WHAT YOU WILL DO: Quote the entries below from the line with "pick out the military uniform" through the line with "pick out the camouflage pattern", both ends included, and only those lines.

MATERIAL SHOWN:
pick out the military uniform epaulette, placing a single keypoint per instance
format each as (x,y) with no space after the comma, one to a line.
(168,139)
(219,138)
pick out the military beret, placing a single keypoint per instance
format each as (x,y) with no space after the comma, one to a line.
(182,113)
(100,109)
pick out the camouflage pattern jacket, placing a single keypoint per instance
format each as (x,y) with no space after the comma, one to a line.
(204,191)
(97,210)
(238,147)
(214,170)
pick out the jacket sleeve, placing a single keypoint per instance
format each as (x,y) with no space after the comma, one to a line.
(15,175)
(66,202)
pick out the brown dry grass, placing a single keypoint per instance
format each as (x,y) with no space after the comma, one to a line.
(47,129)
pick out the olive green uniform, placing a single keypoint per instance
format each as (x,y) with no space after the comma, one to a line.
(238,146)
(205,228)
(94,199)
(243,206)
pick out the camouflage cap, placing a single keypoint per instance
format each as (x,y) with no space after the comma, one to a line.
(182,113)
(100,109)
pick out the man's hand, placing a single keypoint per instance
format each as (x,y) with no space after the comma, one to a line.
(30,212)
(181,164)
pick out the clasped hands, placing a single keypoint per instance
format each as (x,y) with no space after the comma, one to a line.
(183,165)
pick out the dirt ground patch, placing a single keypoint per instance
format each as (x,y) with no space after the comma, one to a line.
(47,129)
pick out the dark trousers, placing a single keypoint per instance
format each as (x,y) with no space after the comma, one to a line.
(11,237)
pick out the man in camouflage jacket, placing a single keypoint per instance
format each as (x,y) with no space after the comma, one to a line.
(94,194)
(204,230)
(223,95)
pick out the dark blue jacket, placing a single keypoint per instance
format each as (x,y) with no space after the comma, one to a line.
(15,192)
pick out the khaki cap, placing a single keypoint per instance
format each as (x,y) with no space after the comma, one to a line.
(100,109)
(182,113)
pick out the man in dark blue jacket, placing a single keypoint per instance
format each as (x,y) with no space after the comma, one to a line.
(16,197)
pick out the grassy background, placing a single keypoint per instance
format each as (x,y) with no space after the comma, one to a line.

---

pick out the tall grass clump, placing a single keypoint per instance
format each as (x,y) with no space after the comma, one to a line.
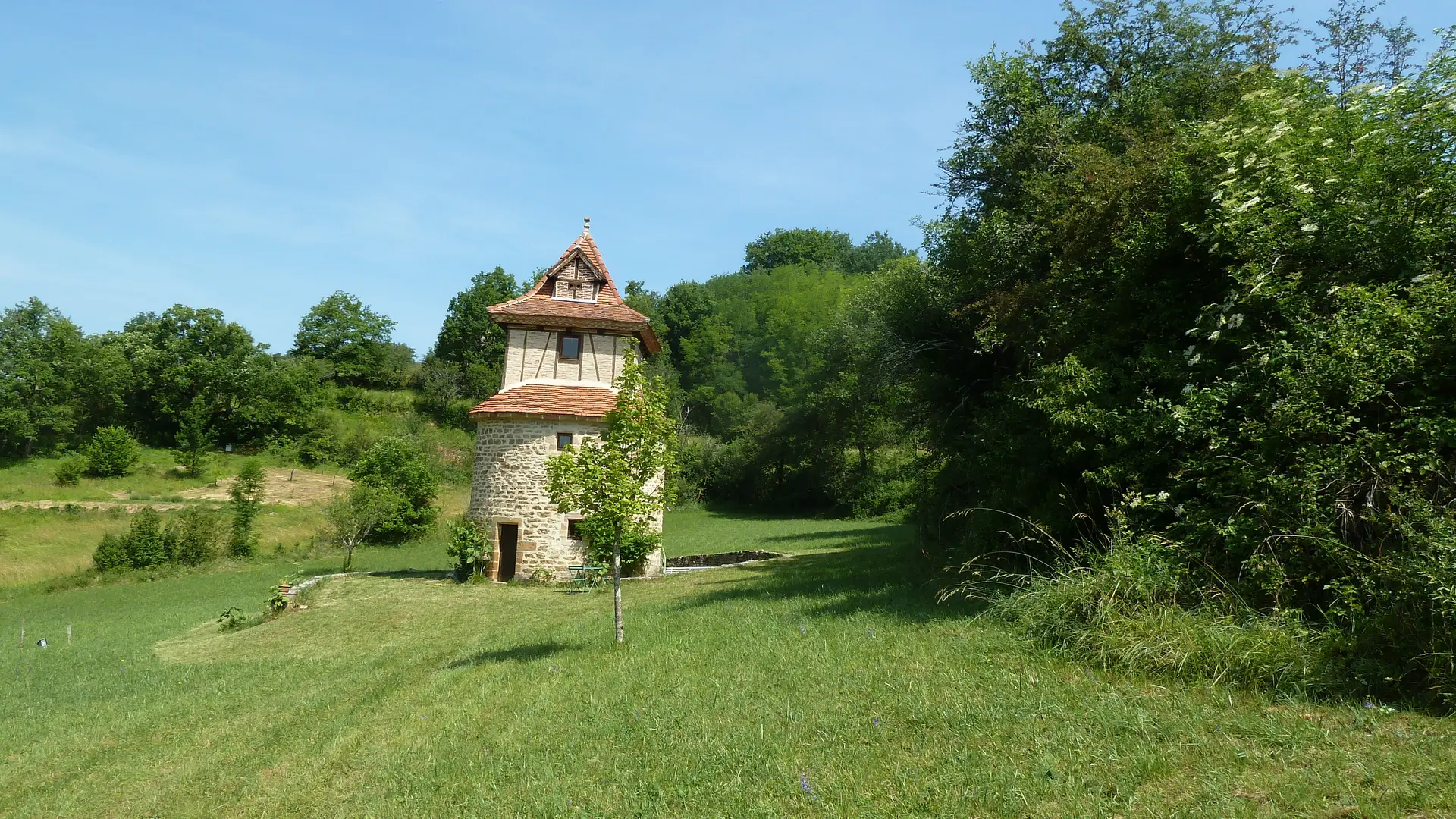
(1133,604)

EXERCISE OUTPUT:
pick out the military uniform epaulette, placing a single keypoint per instance
format each as (x,y) with no space after the comma, one to a line.
(168,139)
(219,138)
pick out the military beret, placing a single keypoint per instance
format each as (x,y) with no space after the comma, one to a line.
(182,113)
(100,109)
pick out the camouflage pattern jacket, placing a single keypoint per instance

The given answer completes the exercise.